• _WORK INSTRUCTIONS_
Where does the word "shoulder" occur in the entries below? Copy every line that has it.
== DATA
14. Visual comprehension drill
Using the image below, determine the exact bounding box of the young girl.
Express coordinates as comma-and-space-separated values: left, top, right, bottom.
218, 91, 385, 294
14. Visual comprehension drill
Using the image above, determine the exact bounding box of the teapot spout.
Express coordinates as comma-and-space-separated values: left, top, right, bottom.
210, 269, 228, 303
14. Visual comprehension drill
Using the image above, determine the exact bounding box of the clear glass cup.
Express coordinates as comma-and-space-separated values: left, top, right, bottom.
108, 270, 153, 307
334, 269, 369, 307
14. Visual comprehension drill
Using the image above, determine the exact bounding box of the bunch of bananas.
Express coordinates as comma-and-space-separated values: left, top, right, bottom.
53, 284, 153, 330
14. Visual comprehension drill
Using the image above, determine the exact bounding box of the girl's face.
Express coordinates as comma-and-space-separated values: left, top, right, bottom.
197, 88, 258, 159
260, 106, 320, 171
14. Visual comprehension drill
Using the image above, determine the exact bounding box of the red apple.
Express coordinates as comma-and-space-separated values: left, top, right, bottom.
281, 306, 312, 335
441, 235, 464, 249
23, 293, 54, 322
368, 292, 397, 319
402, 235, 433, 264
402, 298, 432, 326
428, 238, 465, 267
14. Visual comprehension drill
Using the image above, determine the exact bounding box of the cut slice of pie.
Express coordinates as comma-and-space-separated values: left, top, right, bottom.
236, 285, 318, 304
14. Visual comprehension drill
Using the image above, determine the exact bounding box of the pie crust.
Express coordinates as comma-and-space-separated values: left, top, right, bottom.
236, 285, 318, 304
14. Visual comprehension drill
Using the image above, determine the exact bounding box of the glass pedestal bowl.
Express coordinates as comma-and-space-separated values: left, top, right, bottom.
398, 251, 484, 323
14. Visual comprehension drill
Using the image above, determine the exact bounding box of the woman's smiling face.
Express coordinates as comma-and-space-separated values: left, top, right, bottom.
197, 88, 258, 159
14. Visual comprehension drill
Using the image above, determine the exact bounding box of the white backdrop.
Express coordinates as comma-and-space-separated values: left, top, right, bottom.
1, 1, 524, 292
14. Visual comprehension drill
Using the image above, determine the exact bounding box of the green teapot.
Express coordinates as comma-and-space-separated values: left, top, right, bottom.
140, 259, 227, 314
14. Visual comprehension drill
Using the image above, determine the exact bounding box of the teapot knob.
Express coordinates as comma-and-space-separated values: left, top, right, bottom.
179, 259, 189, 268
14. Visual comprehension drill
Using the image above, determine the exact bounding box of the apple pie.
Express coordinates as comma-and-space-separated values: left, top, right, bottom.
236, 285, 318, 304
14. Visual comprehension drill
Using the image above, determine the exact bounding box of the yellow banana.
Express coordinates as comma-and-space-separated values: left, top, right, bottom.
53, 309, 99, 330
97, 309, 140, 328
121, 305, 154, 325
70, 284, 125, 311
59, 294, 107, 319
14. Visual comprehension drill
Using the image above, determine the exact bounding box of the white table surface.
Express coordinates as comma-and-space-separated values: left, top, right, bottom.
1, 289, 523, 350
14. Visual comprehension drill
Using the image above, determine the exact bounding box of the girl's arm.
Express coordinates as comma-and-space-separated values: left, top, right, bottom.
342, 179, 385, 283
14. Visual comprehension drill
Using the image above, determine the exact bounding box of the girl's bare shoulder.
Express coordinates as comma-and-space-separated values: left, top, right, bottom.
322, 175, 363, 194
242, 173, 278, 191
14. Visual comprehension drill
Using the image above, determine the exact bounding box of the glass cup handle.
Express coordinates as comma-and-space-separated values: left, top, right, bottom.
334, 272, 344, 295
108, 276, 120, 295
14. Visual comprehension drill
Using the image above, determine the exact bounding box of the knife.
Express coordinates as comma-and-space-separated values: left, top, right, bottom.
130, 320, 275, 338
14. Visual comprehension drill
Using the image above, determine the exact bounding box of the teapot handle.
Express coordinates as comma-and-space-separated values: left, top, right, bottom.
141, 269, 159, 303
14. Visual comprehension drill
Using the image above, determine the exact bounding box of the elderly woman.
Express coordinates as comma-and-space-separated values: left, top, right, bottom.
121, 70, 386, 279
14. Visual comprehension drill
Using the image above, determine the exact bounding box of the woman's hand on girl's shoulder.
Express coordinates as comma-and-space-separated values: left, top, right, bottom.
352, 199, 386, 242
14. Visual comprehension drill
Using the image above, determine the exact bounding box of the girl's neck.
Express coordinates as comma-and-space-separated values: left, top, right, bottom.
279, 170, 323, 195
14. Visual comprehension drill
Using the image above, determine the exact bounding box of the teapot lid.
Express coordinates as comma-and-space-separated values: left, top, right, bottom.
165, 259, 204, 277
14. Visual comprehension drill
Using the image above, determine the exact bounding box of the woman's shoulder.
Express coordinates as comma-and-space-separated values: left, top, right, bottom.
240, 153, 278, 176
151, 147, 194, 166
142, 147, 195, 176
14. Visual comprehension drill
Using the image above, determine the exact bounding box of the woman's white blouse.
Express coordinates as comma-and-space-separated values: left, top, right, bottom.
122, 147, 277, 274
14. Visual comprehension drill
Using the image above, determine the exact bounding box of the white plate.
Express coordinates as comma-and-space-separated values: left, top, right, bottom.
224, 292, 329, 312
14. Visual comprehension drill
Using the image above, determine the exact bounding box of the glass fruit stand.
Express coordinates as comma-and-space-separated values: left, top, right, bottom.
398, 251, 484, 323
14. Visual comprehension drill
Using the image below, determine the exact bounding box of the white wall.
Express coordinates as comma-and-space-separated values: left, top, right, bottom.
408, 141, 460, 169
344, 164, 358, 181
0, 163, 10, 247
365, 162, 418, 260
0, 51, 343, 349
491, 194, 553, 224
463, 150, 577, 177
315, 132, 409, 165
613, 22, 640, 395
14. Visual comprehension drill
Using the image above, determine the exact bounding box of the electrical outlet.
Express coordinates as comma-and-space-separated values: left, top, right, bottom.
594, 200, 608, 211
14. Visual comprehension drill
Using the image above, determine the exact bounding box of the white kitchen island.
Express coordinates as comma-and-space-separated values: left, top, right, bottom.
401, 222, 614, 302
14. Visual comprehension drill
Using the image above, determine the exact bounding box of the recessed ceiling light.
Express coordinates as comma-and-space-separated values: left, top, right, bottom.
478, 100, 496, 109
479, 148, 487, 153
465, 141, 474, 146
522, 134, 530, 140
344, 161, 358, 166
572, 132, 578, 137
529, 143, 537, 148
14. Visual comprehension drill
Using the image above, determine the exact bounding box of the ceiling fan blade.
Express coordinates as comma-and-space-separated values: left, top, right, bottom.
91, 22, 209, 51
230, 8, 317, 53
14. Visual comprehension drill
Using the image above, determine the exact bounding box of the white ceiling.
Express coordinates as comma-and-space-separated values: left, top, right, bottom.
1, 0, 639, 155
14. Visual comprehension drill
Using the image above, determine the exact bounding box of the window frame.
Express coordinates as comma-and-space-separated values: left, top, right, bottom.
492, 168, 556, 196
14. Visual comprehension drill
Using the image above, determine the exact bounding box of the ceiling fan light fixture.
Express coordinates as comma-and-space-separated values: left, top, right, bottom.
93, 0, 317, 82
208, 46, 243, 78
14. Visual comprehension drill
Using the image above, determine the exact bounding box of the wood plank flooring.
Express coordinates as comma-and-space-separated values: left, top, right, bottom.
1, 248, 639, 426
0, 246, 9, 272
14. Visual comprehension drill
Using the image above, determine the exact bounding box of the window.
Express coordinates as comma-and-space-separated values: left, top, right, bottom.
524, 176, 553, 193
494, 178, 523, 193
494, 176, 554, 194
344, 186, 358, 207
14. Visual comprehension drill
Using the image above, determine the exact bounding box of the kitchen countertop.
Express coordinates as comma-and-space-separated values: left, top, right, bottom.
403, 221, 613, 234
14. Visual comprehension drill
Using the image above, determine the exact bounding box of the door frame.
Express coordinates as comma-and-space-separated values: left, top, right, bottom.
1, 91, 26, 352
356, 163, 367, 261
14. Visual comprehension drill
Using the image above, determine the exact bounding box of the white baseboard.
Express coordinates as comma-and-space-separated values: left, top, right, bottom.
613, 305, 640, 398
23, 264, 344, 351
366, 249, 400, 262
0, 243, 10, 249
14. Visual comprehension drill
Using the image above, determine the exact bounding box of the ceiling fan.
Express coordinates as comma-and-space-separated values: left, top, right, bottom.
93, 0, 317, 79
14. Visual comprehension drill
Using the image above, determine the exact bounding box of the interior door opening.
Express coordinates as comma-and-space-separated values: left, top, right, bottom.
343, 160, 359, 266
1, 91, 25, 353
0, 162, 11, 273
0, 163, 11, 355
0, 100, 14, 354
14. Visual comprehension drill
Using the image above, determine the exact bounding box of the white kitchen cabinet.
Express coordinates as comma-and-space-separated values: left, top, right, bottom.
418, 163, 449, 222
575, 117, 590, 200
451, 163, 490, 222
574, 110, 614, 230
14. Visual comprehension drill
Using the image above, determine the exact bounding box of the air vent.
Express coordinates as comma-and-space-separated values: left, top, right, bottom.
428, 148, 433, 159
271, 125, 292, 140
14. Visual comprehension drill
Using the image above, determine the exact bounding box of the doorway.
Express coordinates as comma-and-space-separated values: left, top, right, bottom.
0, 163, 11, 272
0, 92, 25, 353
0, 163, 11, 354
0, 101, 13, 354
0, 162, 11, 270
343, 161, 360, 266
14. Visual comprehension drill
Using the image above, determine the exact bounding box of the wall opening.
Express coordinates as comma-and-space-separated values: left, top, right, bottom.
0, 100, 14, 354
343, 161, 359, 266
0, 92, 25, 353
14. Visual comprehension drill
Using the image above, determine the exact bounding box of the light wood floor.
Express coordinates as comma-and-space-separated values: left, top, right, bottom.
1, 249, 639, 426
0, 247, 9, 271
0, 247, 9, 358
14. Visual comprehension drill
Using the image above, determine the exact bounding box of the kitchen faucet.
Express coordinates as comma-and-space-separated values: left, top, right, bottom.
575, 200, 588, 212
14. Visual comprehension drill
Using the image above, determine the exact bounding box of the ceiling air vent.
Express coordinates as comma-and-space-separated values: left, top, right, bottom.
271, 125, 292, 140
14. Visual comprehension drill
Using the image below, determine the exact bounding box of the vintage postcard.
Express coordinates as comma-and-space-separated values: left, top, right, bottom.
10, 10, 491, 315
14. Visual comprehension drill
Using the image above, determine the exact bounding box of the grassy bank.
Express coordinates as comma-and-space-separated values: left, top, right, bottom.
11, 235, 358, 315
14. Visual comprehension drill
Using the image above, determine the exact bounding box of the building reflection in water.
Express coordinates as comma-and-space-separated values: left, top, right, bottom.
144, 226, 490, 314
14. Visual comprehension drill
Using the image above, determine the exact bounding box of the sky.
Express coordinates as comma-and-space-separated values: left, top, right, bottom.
====
• _SOLVED EXERCISE_
Using the image above, determine the exact bounding box of the girl's bare shoulder.
Using the image above, determine the exact bounding box of the woman's hand on girl's shoulder.
Using the image above, determine the exact bounding box of the woman's shoulder.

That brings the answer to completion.